>> start Document

The output contains two fields:
- `activity` , which is called `activity` in all sources
- `amount`, which has varying names in different resources (e.g. `Amount`, `2009_amount`, `amount` etc.)
### ***`join`***
Joins two streamed resources.
"Joining" in our case means taking the *target* resource, and adding fields to each of its rows by looking up data in the _source_ resource.
A special case for the join operation is when there is no target stream, and all unique rows from the source are used to create it.
This mode is called _deduplication_ mode - The target resource will be created and deduplicated rows from the source will be added to it.
_Parameters_:
- `source` - information regarding the _source_ resource
- `name` - name of the resource
- `key` - One of
- List of field names which should be used as the lookup key
- String, which would be interpreted as a Python format string used to form the key (e.g. `{<field_name_1>}:{field_name_2}`)
- `delete` - delete from data-package after joining (`False` by default)
- `target` - Target resource to hold the joined data. Should define at least the following properties:
- `name` - as in `source`
- `key` - as in `source`, or `null` for creating the target resource and performing _deduplication_.
- `fields` - mapping of fields from the source resource to the target resource.
Keys should be field names in the target resource.
Values can define two attributes:
- `name` - field name in the source (by default is the same as the target field name)
- `aggregate` - aggregation strategy (how to handle multiple _source_ rows with the same key). Can take the following options:
- `sum` - summarise aggregated values.

>> end Document
>> start Given information

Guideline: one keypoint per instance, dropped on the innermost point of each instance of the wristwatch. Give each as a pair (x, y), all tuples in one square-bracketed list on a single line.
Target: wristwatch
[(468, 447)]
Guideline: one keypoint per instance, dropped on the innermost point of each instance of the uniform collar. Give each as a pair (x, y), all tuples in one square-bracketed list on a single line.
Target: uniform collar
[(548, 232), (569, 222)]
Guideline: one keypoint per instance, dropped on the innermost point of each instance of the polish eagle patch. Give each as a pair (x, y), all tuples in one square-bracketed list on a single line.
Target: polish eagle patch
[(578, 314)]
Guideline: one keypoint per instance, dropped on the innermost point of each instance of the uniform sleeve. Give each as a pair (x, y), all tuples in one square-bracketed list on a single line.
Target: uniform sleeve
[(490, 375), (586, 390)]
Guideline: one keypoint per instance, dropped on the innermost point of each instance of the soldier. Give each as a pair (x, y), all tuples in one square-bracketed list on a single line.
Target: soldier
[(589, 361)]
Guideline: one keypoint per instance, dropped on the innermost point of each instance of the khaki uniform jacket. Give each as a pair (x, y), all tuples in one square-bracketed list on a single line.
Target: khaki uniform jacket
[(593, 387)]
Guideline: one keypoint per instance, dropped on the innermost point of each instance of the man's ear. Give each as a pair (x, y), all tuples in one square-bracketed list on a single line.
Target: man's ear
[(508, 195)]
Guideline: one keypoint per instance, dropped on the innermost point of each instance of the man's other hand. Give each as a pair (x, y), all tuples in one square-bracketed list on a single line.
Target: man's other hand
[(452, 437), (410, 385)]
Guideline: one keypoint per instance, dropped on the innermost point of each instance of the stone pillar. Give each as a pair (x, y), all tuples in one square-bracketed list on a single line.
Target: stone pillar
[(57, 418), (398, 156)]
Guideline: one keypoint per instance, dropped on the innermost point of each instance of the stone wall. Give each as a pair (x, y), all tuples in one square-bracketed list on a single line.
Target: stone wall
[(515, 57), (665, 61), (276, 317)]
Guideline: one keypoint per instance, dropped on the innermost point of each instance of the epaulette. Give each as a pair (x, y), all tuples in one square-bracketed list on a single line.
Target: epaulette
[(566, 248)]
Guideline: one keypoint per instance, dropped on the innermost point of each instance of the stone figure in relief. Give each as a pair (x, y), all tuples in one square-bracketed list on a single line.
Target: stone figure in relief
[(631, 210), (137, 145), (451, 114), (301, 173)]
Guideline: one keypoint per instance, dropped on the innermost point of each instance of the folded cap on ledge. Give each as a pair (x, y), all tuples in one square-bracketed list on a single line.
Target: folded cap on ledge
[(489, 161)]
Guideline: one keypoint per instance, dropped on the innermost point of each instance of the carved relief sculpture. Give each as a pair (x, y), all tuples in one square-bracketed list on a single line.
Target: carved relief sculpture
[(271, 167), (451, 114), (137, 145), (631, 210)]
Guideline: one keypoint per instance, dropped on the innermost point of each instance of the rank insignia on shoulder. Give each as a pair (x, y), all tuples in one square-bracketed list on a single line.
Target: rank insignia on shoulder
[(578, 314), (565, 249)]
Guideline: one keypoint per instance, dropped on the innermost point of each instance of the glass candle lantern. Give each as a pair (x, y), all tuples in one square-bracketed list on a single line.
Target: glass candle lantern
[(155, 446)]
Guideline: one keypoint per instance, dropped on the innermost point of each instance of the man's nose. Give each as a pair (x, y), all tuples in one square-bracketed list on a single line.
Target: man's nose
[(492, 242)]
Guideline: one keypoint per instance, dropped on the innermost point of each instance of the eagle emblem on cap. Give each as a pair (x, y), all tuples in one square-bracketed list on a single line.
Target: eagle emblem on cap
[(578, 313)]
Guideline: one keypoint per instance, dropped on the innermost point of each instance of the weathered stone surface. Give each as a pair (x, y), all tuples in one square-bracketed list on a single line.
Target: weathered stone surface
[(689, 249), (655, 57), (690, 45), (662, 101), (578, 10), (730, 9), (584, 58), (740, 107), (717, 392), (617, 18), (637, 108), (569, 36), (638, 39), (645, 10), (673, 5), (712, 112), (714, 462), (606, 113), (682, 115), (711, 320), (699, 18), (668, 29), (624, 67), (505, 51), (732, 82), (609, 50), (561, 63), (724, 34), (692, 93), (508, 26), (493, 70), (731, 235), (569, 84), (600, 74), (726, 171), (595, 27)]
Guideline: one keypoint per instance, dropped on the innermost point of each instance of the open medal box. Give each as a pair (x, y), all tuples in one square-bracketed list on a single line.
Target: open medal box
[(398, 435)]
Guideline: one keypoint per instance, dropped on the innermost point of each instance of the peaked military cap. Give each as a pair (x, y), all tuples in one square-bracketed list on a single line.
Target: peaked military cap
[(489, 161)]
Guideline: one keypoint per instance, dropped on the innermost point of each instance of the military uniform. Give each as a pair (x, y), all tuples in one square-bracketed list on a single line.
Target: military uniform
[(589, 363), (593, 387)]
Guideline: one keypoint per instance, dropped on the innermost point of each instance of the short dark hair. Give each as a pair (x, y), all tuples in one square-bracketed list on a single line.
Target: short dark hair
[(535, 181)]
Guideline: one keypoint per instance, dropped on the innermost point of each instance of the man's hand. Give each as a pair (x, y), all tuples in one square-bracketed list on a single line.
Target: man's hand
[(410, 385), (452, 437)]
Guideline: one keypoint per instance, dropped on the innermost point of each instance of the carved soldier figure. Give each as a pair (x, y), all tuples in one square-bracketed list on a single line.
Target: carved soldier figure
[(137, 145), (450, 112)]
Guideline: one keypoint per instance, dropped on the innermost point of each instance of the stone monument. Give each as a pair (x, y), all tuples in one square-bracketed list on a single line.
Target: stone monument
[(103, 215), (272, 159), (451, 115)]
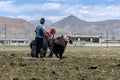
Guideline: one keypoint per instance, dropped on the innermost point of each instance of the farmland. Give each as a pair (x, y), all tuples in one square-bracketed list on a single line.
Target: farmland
[(79, 63)]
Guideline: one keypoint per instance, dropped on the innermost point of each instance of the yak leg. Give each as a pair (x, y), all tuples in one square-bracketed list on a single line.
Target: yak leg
[(44, 53), (51, 51), (57, 55), (60, 54)]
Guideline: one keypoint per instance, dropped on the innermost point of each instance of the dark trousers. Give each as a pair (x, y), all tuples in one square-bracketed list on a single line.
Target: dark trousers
[(39, 47)]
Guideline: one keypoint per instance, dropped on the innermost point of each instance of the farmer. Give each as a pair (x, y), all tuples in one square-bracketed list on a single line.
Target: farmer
[(40, 34)]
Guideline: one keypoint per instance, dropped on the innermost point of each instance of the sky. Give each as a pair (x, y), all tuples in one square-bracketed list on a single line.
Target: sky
[(55, 10)]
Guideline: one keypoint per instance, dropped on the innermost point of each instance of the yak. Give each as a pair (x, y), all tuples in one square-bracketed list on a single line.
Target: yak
[(58, 46), (33, 47)]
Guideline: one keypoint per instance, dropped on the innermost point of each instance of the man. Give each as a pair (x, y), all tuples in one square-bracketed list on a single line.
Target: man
[(39, 38)]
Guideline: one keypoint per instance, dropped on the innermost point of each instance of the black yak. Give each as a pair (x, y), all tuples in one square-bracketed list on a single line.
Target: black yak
[(58, 46), (33, 47)]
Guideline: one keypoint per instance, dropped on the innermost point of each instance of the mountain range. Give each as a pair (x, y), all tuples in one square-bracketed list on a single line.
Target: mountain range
[(22, 29)]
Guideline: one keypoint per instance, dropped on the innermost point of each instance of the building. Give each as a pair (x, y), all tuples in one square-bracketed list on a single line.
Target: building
[(14, 42), (87, 38)]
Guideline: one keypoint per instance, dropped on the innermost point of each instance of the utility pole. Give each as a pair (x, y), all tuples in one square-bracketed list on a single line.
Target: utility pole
[(107, 38), (5, 35), (101, 39)]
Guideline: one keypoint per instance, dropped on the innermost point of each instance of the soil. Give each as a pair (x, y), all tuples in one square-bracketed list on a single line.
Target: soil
[(18, 65)]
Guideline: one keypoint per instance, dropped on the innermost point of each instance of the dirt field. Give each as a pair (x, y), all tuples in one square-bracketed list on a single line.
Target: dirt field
[(79, 63)]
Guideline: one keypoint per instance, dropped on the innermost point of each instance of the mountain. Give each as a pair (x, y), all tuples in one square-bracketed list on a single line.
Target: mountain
[(74, 25), (35, 22), (22, 29), (16, 29)]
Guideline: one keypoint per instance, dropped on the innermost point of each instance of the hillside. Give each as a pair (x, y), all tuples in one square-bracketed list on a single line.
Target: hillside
[(16, 28), (22, 29), (74, 25)]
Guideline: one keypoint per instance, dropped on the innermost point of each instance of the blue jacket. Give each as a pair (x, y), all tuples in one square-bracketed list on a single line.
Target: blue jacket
[(39, 31)]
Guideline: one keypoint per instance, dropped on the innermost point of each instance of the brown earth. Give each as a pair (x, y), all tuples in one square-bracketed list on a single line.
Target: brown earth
[(78, 64)]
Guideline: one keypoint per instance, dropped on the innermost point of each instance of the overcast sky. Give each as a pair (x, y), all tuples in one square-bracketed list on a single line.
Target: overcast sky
[(54, 10)]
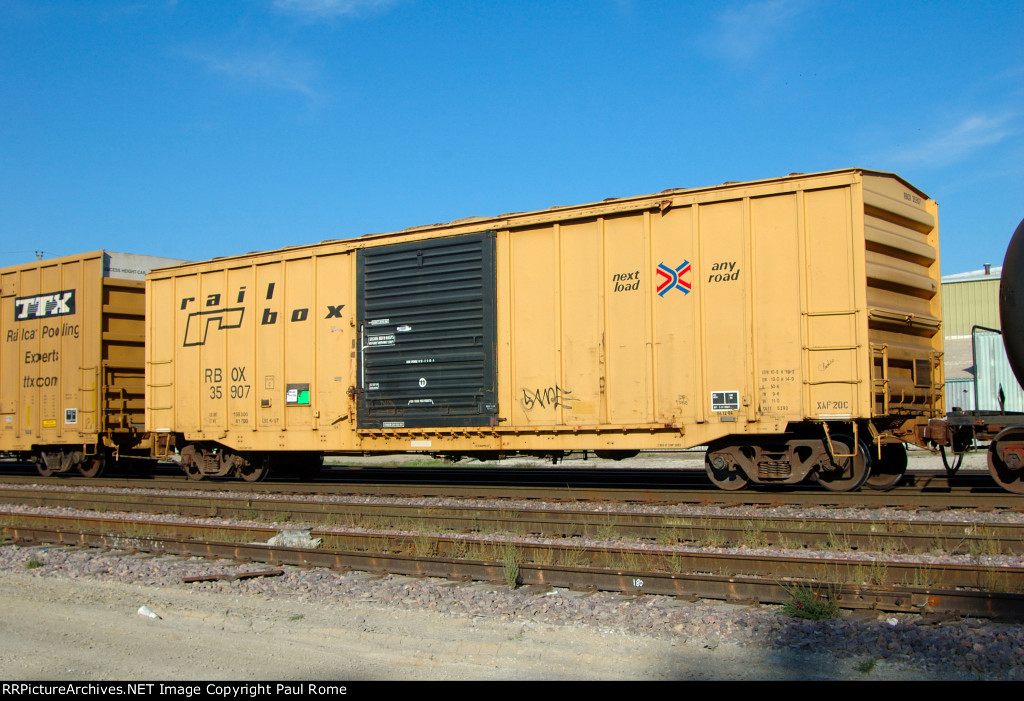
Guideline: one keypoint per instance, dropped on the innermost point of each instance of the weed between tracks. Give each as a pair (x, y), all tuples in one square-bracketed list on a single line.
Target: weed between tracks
[(512, 559), (810, 603)]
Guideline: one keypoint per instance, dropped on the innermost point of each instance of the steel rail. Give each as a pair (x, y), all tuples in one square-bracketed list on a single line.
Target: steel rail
[(988, 592), (928, 492), (890, 535)]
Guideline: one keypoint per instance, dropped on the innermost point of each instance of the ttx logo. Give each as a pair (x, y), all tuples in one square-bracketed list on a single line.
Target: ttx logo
[(218, 315)]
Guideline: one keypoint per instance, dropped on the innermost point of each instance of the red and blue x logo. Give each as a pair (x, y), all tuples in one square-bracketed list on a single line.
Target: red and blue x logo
[(673, 278)]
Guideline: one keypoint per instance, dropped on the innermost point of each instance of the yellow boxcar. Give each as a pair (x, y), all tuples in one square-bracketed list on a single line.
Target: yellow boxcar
[(72, 360), (791, 324)]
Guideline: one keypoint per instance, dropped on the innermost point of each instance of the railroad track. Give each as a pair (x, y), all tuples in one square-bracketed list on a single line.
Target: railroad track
[(883, 535), (921, 490), (654, 565)]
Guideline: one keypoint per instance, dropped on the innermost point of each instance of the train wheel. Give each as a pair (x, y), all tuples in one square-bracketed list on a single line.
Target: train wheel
[(887, 473), (846, 474), (92, 466), (254, 471), (1006, 458), (724, 473), (45, 468)]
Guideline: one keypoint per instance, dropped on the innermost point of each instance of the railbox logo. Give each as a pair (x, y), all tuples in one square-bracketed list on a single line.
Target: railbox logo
[(44, 306)]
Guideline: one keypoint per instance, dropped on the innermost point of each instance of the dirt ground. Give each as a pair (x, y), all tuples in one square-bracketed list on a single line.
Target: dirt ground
[(82, 629)]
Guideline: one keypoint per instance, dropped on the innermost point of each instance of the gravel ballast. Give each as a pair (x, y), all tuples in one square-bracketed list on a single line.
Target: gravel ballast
[(562, 634)]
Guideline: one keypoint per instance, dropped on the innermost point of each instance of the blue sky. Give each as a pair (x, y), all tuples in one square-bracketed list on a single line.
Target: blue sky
[(195, 129)]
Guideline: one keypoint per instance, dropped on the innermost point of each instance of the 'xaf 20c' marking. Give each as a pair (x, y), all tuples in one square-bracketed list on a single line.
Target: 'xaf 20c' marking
[(672, 278), (199, 322), (42, 306)]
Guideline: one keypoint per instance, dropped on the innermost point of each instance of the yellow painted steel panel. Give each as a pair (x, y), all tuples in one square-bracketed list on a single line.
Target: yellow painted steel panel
[(665, 320), (72, 353)]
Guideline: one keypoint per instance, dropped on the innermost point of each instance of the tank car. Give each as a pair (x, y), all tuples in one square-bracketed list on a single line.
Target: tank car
[(1004, 433)]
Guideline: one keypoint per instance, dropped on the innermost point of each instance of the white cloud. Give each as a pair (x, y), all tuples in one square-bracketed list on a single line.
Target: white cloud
[(957, 142), (330, 8), (743, 33), (267, 70)]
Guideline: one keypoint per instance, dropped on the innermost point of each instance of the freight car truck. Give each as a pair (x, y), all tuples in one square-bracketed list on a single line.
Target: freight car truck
[(72, 377), (791, 324)]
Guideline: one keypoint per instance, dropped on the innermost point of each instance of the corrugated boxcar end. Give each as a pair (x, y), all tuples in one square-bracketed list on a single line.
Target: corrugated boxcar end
[(72, 359), (790, 322)]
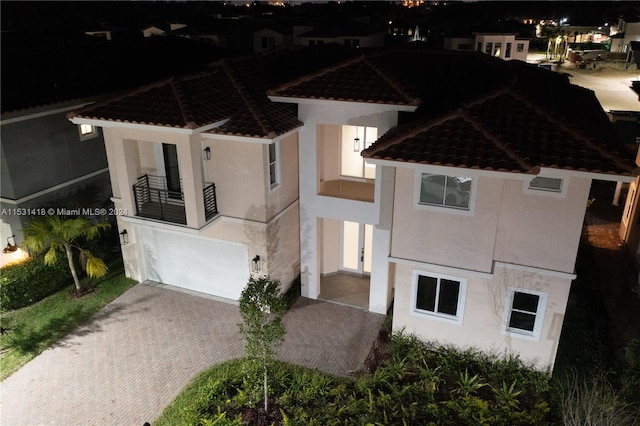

>> end Given information

### Complete the following
1 > Which parameters does the join documentation list under `source`?
2 > Pick up the join documentation after its last line and continue it.

### Written responses
1 > `name`, `key`, `delete`

2 >
For numeric values it's the arithmetic sum, for strings the concatenation of strings and for other types will error.
- `avg` - calculate the average of aggregated values.
For numeric values it's the arithmetic average and for other types will err.
- `max` - calculate the maximum of aggregated values.
For numeric values it's the arithmetic maximum, for strings the dictionary maximum and for other types will error.
- `min` - calculate the minimum of aggregated values.
For numeric values it's the arithmetic minimum, for strings the dictionary minimum and for other types will error.
- `first` - take the first value encountered
- `last` - take the last value encountered
- `count` - count the number of occurrences of a specific key
For this method, specifying `name` is not required. In case it is specified, `count` will count the number of non-null values for that source field.
- `set` - collect all distinct values of the aggregated field, unordered
- `array` - collect all values of the aggregated field, in order of appearance
- `any` - pick any value.
By default, `aggregate` takes the `any` value.
If neither `name` or `aggregate` need to be specified, the mapping can map to the empty object `{}` or to `null`.
- `full` - Boolean,
- If `True` (the default), failed lookups in the source will result in "null" values at the source.
- if `False`, failed lookups in the source will result in dropping the row from the target.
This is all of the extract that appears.